--- start ---
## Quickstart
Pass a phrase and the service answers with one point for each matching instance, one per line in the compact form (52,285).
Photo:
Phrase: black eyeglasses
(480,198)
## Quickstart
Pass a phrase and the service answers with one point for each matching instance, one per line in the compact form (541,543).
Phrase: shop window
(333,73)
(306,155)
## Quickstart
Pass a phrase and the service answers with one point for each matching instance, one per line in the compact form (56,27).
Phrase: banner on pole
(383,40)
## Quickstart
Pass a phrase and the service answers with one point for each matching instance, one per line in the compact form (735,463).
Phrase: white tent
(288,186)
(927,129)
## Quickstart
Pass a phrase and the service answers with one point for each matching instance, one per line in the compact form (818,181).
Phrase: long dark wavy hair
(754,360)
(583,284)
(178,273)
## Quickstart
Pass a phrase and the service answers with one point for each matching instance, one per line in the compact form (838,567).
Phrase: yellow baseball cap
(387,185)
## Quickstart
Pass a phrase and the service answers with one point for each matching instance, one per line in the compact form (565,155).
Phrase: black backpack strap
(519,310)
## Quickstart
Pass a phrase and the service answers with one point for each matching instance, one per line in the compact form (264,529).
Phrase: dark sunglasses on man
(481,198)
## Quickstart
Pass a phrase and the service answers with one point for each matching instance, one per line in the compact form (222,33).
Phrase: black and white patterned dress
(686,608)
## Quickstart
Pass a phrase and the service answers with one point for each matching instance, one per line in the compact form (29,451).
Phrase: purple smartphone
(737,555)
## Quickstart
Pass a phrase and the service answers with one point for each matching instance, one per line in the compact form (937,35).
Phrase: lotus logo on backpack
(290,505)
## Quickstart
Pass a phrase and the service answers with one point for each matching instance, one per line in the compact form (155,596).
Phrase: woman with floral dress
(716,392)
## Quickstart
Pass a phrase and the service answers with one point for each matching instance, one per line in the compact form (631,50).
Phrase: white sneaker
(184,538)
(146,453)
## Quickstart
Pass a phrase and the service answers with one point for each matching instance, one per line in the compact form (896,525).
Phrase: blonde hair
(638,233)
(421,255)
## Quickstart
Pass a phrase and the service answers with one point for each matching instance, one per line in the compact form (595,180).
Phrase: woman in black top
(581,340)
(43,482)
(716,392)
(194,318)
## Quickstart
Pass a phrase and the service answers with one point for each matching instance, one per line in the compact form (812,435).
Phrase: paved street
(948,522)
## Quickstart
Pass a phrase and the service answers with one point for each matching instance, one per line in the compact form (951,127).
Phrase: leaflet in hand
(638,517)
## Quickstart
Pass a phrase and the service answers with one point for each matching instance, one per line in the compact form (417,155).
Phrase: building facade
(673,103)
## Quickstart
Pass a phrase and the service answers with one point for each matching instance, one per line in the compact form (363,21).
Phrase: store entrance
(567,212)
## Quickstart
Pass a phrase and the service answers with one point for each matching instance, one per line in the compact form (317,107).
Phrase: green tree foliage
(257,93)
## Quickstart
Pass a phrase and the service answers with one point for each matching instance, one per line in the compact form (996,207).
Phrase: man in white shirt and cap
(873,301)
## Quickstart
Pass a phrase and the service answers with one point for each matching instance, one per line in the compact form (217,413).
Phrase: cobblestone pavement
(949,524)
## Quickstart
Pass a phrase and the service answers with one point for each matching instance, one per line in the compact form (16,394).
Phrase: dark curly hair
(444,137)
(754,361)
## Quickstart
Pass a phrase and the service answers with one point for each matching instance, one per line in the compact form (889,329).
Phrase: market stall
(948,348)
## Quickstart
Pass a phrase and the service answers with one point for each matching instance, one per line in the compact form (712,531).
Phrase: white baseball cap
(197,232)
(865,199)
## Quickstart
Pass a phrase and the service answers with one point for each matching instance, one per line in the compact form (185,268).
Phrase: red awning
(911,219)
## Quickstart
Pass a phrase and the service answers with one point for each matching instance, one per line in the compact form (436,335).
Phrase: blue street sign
--- end ---
Return all of the data precisely as it appears.

## Quickstart
Pass a phrase and the service answers with one point for each matching instance, one per line in the compact form (52,285).
Photo:
Phrase: black eyeglasses
(480,198)
## Quickstart
Pass a phrase and the service answers with one point for each matching instance, one per line in the compact form (541,543).
Phrase: shop window
(333,73)
(306,155)
## Quickstart
Pass a phrase and the service answers with one point for each matching instance, one per line in the compact form (56,27).
Phrase: banner on pole
(383,40)
## Quickstart
Pass a phrase and the service answers with one point for each matching instance, one per line in the compact form (735,463).
Phrase: white tent
(288,186)
(927,129)
## Quickstart
Pass a phrase and the service answers with one point for each matching instance, one per line in the compact form (818,181).
Phrase: long dark wavy hair
(754,360)
(583,284)
(178,273)
## Quickstart
Pass a phrase and the service answers with one point for each matching instance, one per line in the compact form (838,567).
Phrase: yellow baseball cap
(387,185)
## Quickstart
Pass a phrase and the service answers with one point for each matching instance, one per line in the compact form (565,155).
Phrase: black backpack strap
(519,310)
## Quickstart
Pass a phrase and the service answers with one point for each matching instance, one per line in the compact form (264,529).
Phrase: dark sunglasses on man
(481,198)
## Quickstart
Pass a phrase and the service answers with one point for each matching instance, one per line in the compact form (222,33).
Phrase: black and white patterned dress
(686,608)
## Quickstart
Pass a phrase and the service answers with one point for each matching instance, one per line in the compact form (29,451).
Phrase: purple smartphone
(737,555)
## Quickstart
Pass a phrase and the service answers with one point for each matching instance, one per line in the compact form (937,35).
Phrase: lotus logo on backpack
(290,505)
## Quickstart
Pass a phrase and the service answers with one point for each matching instance, one per line in the compact form (155,596).
Phrase: woman with floral dress
(716,392)
## Quickstart
Pass a phrase and the service answers with one point for each matching instance, one per line in the compact form (631,50).
Phrase: white sneaker
(184,538)
(146,453)
## Quickstart
Pass a phrase and the service answers with one point for each matching instance, one per line in the compact form (896,525).
Phrase: blonde hair
(638,233)
(421,255)
## Quickstart
Pass a phrase and the service answers with one point for each matching instance, one per line in the compact form (595,180).
Phrase: woman in black top
(581,340)
(43,482)
(716,392)
(194,318)
## Quickstart
Pass a phrase and the service answers with one point for each matching instance, one per line in the compact form (812,435).
Phrase: paved street
(948,522)
## Quickstart
Pass a phrase and the service answers with one point for each matching instance, one per line in the compact form (951,127).
Phrase: leaflet in hand
(638,517)
## Quickstart
Pass a phrase and the service answers with one point for each matching instance, one per line in the compact form (417,155).
Phrase: building facade
(673,103)
## Quickstart
Pass a phrase and the service answers with one point for each matching instance, one per line in the compact form (363,21).
Phrase: store entrance
(567,212)
## Quickstart
Pass a phrase and the service answers with one point for each matching instance, one per line in the compact form (317,107).
Phrase: green tree foliage
(257,93)
## Quickstart
Pass a phrase and the service answers with one point for each matching instance, one per line in the compact form (996,207).
Phrase: man in white shirt and cap
(873,301)
## Quickstart
Pass a phrase and the service answers with one point for each matching instance, one per line in the compact form (217,413).
Phrase: cobblestone pavement
(949,524)
## Quickstart
Pass a phrase and the service answers with one point for each matching instance, one per line in the compact form (16,394).
Phrase: dark curly hair
(444,137)
(754,361)
## Quickstart
Pass a phrase and the service answers with one point for each matching instance, one per line in the compact form (889,329).
Phrase: market stall
(948,348)
## Quickstart
Pass a phrase and the service answers with one point for each matching instance, one per line in the compact form (712,531).
Phrase: white baseball cap
(197,232)
(865,199)
## Quickstart
Pass a phrase and the service answers with one point for each matching instance, one per line in the compact form (185,268).
Phrase: red awning
(911,219)
## Quickstart
Pass a phrase and the service answers with one point for each matching instance, one per line in the compact form (436,335).
Phrase: blue street sign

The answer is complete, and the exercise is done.